→ **SHORT TASK 1**: Quote the column word for word, starting at "By Nolan B." and ending at "all from memory.)".
→ **SHORT TASK 2**: Continue the column from the point where it stops.

→ **TEXT PASSAGE**:
Established A.D. 2000, March 19. Now in our seventh calendar year! Number 326 (Vol. 7, No. 25). This edition is for the week of June 19--25, 2006.
By Nolan B. Canova
One registers for the process (read: not a mandatory requirement) by giving the store all your banking information to enter into their database. Once that is done, your fingerprint is taken and registered into the same database. Theoretically, all you have to do afterwards to make a purchase is put your finger, thumb, whatever onto the scanner, the scanner verifies your identity, and, voila, the deed is done. (I believe at this time this is for debit action only; I don't think this is related to credit. I couldn't find more information so this is all from memory.)
According to the TV news report, the process has proven quite popular with customers, although there have been a few who complained of its intrusiveness and declined the offer. A cashier who was interviewed on-camera commented that there was talk of the "Mark of the Beast" and government spying, but she recalls those customers being in the minority.
Indeed! Minority? Well now that's very interesting. Imagine if this catches on (I hear Wal-Mart calling) and more and more people are prepared to surrender their personal information to databases in the name of "convenience". (I certainly can't believe this is related to "security"; and forget about "privacy".) It can be only a matter of time before Dubya and his Patriot Act hooligans figure this is just a swell idea for national security and requires a database registration for every American's fingerprints so that no one can make a move without scanner verification. Terrorist deterrent, likely. Besides, "Hey, cash is so inconveeeeenient and insecure, boys and girls, whotawunnerful world it would be without it." (?!?!?!)
I remember the magazine The Advocate started this bullshit a few weeks ago. It's a gay magazine, and one of decent national repute, but nevertheless I blew it off as tabloid fodder, something to sell magazines. (Perhaps "blew it off" is not a good choice of words here.)
Later, I remember having blogs sent to me trying to make a connection between the costume redesign (the most form-fitting one yet) and that the movie's director, Bryan Singer, is gay. Of course there's always the tried-and-true "Superman's a loner, has problems with women, his best friend is a teenager/20-something (Jimmy Olsen), yada, yada, yada."
This is all aggravated by the lingering ghost of Batman and Robin, the movie directed by the openly gay Joel Shumacher who seemed hellbent on gay-i-fying every bat-thing in the movie (don't even get me started on the costume's bat-nipples). To make matters infintely worse, George Clooney, post-facto, announced he deliberately "played Batman as gay." Gee, thanks, George, just what us comics fan needed: more stigmatization!

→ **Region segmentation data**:
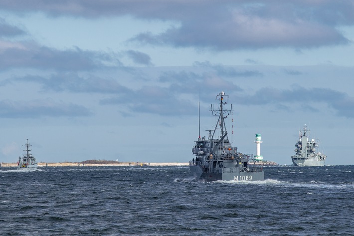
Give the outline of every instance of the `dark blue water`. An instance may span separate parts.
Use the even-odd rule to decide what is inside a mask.
[[[266,167],[203,183],[186,167],[0,170],[0,235],[354,235],[354,166]]]

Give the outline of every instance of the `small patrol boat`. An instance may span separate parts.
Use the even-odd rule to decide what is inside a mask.
[[[224,92],[216,96],[220,108],[210,111],[219,118],[214,130],[209,131],[208,138],[200,138],[200,111],[199,138],[192,152],[195,159],[189,161],[189,169],[197,180],[205,181],[262,181],[264,180],[262,167],[256,165],[253,154],[244,154],[238,152],[237,147],[231,146],[227,136],[225,119],[232,115],[231,109],[226,108],[225,98],[228,97]],[[252,164],[253,163],[253,164]]]
[[[31,149],[29,149],[29,147],[32,145],[28,143],[28,139],[27,139],[27,142],[23,145],[26,149],[23,150],[26,152],[26,153],[23,154],[22,157],[18,157],[18,161],[17,162],[17,170],[25,169],[28,171],[35,171],[37,170],[37,161],[34,157],[32,156],[30,153]]]
[[[309,140],[310,130],[305,125],[304,130],[299,132],[299,140],[295,144],[295,155],[291,156],[294,166],[323,166],[327,156],[318,151],[318,142]]]

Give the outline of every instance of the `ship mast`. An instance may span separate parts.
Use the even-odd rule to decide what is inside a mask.
[[[28,157],[29,157],[29,156],[31,155],[31,154],[29,153],[29,152],[30,152],[30,151],[32,151],[31,149],[29,149],[28,148],[29,148],[29,147],[31,146],[32,145],[31,145],[30,144],[29,144],[28,143],[28,139],[27,139],[26,140],[27,140],[27,142],[26,143],[26,144],[25,144],[24,145],[22,145],[23,147],[26,147],[26,149],[25,149],[25,150],[22,150],[22,151],[26,151],[26,158],[27,159],[28,159]]]
[[[218,98],[218,97],[220,96],[220,98]],[[222,144],[223,144],[223,139],[226,138],[226,139],[228,139],[228,138],[227,137],[227,132],[226,131],[226,125],[225,124],[225,119],[227,117],[227,115],[230,115],[229,113],[226,114],[228,111],[232,111],[232,109],[230,111],[228,111],[227,109],[224,110],[224,107],[223,106],[224,105],[225,105],[226,104],[226,102],[224,102],[224,98],[225,97],[227,97],[228,95],[225,95],[225,93],[224,92],[221,92],[220,93],[220,94],[218,94],[217,97],[216,97],[216,99],[219,100],[220,100],[220,109],[218,111],[215,111],[215,110],[213,110],[212,108],[212,105],[211,105],[211,109],[210,110],[210,111],[211,111],[213,113],[213,114],[214,115],[217,115],[217,114],[218,114],[219,115],[219,119],[217,120],[217,122],[216,123],[216,125],[215,125],[215,129],[214,130],[214,133],[213,133],[212,138],[213,138],[214,137],[214,135],[215,134],[215,133],[216,131],[216,129],[218,128],[217,126],[218,124],[220,126],[220,129],[221,130],[221,135],[220,136],[220,139],[222,140]],[[231,104],[232,105],[232,104]],[[224,116],[224,115],[225,115],[225,116]],[[221,141],[221,140],[220,140]]]

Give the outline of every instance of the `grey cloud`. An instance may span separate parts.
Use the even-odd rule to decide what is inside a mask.
[[[146,53],[138,51],[129,50],[127,51],[127,54],[137,64],[146,65],[152,65],[151,58]]]
[[[103,67],[105,62],[112,60],[108,55],[78,48],[61,51],[23,44],[21,47],[0,51],[0,69],[21,67],[59,71],[90,70]]]
[[[66,91],[76,93],[115,94],[125,93],[129,90],[114,79],[103,79],[95,76],[85,78],[75,73],[52,75],[49,78],[27,75],[12,80],[37,83],[42,85],[43,90],[56,92]]]
[[[194,115],[197,110],[198,91],[200,91],[200,101],[209,104],[210,94],[216,97],[221,91],[229,90],[235,92],[241,90],[232,82],[217,77],[204,78],[200,83],[194,80],[195,78],[191,78],[190,81],[186,82],[184,76],[185,73],[182,71],[180,74],[173,75],[175,78],[172,79],[173,82],[168,87],[146,86],[131,91],[128,97],[120,94],[102,99],[100,103],[125,106],[130,112],[134,113],[167,116]],[[180,80],[177,79],[179,76],[182,78]]]
[[[132,92],[128,97],[120,96],[103,99],[101,104],[123,104],[133,112],[158,114],[163,116],[190,115],[195,107],[177,97],[164,88],[145,87]],[[188,105],[186,105],[188,104]]]
[[[193,65],[196,67],[200,67],[203,68],[210,68],[214,70],[215,74],[220,76],[229,77],[254,77],[262,76],[263,73],[261,72],[253,70],[239,70],[236,66],[225,66],[223,65],[214,65],[209,61],[198,62],[195,61]]]
[[[290,74],[290,75],[300,75],[302,74],[302,72],[298,70],[291,70],[288,69],[285,69],[284,70],[285,73],[287,74]]]
[[[292,89],[281,90],[267,87],[257,91],[253,95],[240,97],[238,101],[245,105],[303,102],[332,104],[333,101],[343,99],[346,96],[344,93],[327,88],[296,86]]]
[[[3,19],[0,18],[0,37],[14,36],[24,33],[22,29],[7,23]]]
[[[129,15],[144,20],[171,21],[176,24],[162,33],[144,32],[131,40],[218,50],[346,44],[348,39],[337,28],[354,23],[351,0],[77,0],[55,3],[34,0],[20,4],[16,1],[2,1],[0,7],[19,12],[42,11],[52,16]]]
[[[237,103],[244,105],[274,104],[277,107],[286,106],[284,103],[299,104],[303,109],[315,112],[320,111],[312,104],[323,103],[334,109],[337,115],[354,118],[354,98],[345,93],[328,88],[297,86],[292,89],[281,90],[264,88],[257,91],[253,95],[238,96],[236,100]]]
[[[87,108],[51,99],[32,101],[0,101],[0,117],[38,118],[42,117],[82,117],[92,114]]]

→ **FINAL RESULT 1**:
By Nolan B. Canova
One registers for the process (read: not a mandatory requirement) by giving the store all your banking information to enter into their database. Once that is done, your fingerprint is taken and registered into the same database. Theoretically, all you have to do afterwards to make a purchase is put your finger, thumb, whatever onto the scanner, the scanner verifies your identity, and, voila, the deed is done. (I believe at this time this is for debit action only; I don't think this is related to credit. I couldn't find more information so this is all from memory.)

→ **FINAL RESULT 2**:
OK, let's just put on the breaks, folks. First of all---and I cannot emphasize this enough---Superman and Batman were originally created for children, specifically, pre-pubescent boys, to whom girlfriends are YUCKY!!! The last thing they want to see is superheroes delaying saving the world 'cuz they have to be home in time for dinner so the wifey won't get mad! Secondly---and this is just as important---the boy side-kick, or teenage best friend was an identification model, so kids could more easily put themselves into the story by identifying with Robin/Bucky Barnes/Jimmy Olsen/Marvel Jr., or whatever. Tight costumes were more convenient for rope-trapezing between buildings and fighting the bad guys once you found their hideout. (Loose-fitting shirts would never do -- Doc Savage always tore his up in fights, but the image works for him.)
What collectors and comics fans of the baby-boomer generation (like myself) didn't count on is that, evidently, we were the last major purchasers of those big titles in the classic sense, and we aged. So as those heroes were put into motion pictures, well, they had to be more (gulp) **makes air quotes** "adult" **closes air quotes**, which causes a conflict: they weren't originally designed to be adult. So now we have a bunch of creative people, and some adult fans, trying to reverse-engineer and psycho-analyze symbolgy that doesn't exist. Or is read too much into. (It would've helped if the Kryptonian crystal that Superman brought with him to Earth wasn't phallic-shaped, and it goes from there.) Or just can't help having their snickering, naughty fun (like Shumacher and Clooney).
Superman Returns is going to be a blast of good, innocent fun; don't ruin it with bullshit like this.
"Quickly, Robin! To the Bat-Poles!" Sigh.
The 74-year-old Rather, while certainly being a bit of an oddball at times ("What's the frequency, Kenneth?") has been there at most every newsworthy event of my lifetime.
He was recently made aware his services weren't needed anymore at CBS. He remarked that he still "wanted to work". Apparently, rather than being outright fired he decided to resign.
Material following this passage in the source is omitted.